__Extract to read__
Reinforcement Learning is not just for playing games
How can multi-armed bandits can help a startup

We all have seen lots of articles where Reinforcement Learning (RL) agents have been used to cross frozen lakes, climb mountains, choosing the best routes for a cab in a city, etc. Games present a significant challenge to real-life agents since they require us to make several decisions. Normally, we must optimize these decisions in order to improve our overall score (or not to fall down a hole in the frozen lake, otherwise we can get troubles). Games also show how the math behind agents works in a beautiful way. However, RL isn’t about playing games; it’s about developing agents who can make decisions on their own.
Multi Armed bandits
One of the fundamental Reinforcement Learning algorithms is multi-armed bandits. The most important difference between reinforcement learning and other types of learning is that it uses training information that evaluates the actions taken rather than instructing by providing correct actions [1].
In probability theory, a multi-armed bandit problem is defined by a limited amount of resources that must be distributed among competing alternatives in order to maximize their expected reward. The basic idea is that we can choose between various options in order to maximize our reward. But we don’t know which alternatives will provide us with higher scores. It couldn’t be a problem if we knew it. As a result, we are operating in an uncertain environment. Although MAB (Multi-armed Bandit problem) is regarded as a fairly simple RL method, the potential scope of its applications might be remarkable. Let’s use a real example to show how it works.
An e-mobility start-up
A fresh e-mobility start-up has just finished her business plan. The market for e-scooters is growing. Every year, the market expands two digits. Because more people are using it, market segmentation is extending beyond ‘driving fun’ to include segments like going to work, short city trips, going to college, and so on. There are new customer demands with each new segment: it does not have to be just for fun. There are other factors to consider, including speed, safety, and comfort. With this in mind, this startup built a minimalist-style frame that can be modified with a range of alternatives (figure 1). As a result, instead of having to create ten separate products, they can simply produce this frame and add the alternatives. Manufacturing costs fall, and so does the time to market.
Figure 1 shows the options: Option 1 and 2, having higher-speed engines. Options 3 to 6 has higher capacity batteries (3, 4), a battery that charges when braking (5), increasing it’s charging time, and (6) with a battery specially protected for all-road situations. Options 8 and 9 has special scooter frame reinforcement that aims to be a safe-guard for accidents: option 8 is in aluminum and 9 in carbon fiber. Finally, option 10 includes larger wheels with customized suspension for a more comfortable ride.

__Dataset excerpts__
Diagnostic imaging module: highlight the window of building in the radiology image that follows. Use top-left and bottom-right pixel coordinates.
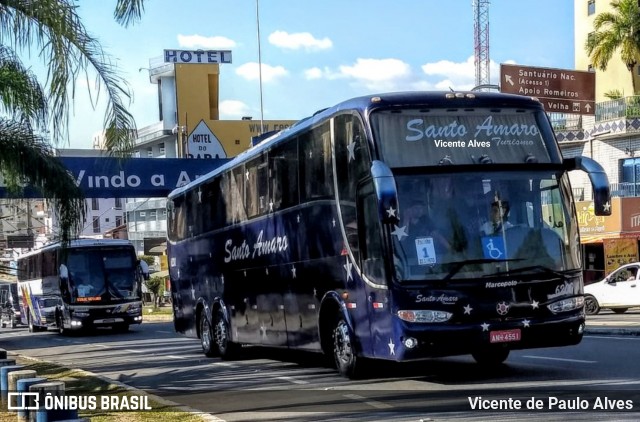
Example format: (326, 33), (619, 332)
(93, 217), (100, 233)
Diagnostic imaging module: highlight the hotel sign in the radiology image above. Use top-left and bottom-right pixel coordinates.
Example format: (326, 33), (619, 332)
(500, 64), (596, 115)
(164, 50), (231, 64)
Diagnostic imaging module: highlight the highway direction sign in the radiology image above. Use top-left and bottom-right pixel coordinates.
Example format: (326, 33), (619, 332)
(500, 64), (596, 115)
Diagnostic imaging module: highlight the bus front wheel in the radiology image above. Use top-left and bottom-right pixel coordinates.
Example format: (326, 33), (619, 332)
(333, 316), (361, 379)
(200, 313), (216, 357)
(584, 295), (600, 315)
(212, 309), (239, 360)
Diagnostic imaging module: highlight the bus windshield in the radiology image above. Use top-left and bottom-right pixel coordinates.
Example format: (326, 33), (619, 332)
(392, 171), (580, 280)
(66, 248), (139, 302)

__Goal 1__
Copy the passage of the multi-armed bandits article between "Reinforcement Learning is" and "on their own.", inclusive.
__Goal 2__
Based on the multi-armed bandits article, answer yes or no to each statement and quote the words that decide it. (a) The e-scooter market grows by two digits every year. (b) Multi-armed bandits are described as an advanced Reinforcement Learning algorithm. (c) Building one frame and adding alternatives raises manufacturing costs.

__Correct response 1__
Reinforcement Learning is not just for playing games
How can multi-armed bandits can help a startup

We all have seen lots of articles where Reinforcement Learning (RL) agents have been used to cross frozen lakes, climb mountains, choosing the best routes for a cab in a city, etc. Games present a significant challenge to real-life agents since they require us to make several decisions. Normally, we must optimize these decisions in order to improve our overall score (or not to fall down a hole in the frozen lake, otherwise we can get troubles). Games also show how the math behind agents works in a beautiful way. However, RL isn’t about playing games; it’s about developing agents who can make decisions on their own.

__Correct response 2__
(a) Yes: "Every year, the market expands two digits."
(b) No: "One of the fundamental Reinforcement Learning algorithms is multi-armed bandits."
(c) No: "Manufacturing costs fall, and so does the time to market."